## begin
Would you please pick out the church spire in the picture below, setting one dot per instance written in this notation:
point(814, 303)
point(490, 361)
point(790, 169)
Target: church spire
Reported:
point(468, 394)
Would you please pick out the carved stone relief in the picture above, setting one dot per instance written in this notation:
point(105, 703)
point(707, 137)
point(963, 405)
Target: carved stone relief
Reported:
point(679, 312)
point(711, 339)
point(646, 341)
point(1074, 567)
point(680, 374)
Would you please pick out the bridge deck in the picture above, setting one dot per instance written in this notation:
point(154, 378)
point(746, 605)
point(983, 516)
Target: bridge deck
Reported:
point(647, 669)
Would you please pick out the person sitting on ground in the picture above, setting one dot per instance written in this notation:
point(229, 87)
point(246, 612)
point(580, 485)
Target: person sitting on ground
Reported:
## end
» Written problem
Copy out all of the material above line for line, without changing a single character.

» Task result
Would you please pick out the church spire in the picture below, setting one dot per instance written in this notation:
point(814, 303)
point(490, 361)
point(790, 169)
Target: church spire
Reported:
point(468, 394)
Would you please pick out the carved stone relief in the picture above, setting one dot per instance written in this notation:
point(105, 703)
point(707, 137)
point(963, 405)
Target: carved stone relief
Reported:
point(679, 312)
point(711, 339)
point(646, 341)
point(1074, 567)
point(680, 374)
Would you please pick out the bridge deck in the picture above, setting one dot per instance written in this notation:
point(154, 378)
point(746, 605)
point(983, 516)
Target: bridge deck
Reported:
point(647, 669)
Would you please pick out the person sitting on ground in the picture above, setting one dot per instance written in this notation:
point(229, 87)
point(246, 612)
point(580, 485)
Target: person sitting on ground
Reported:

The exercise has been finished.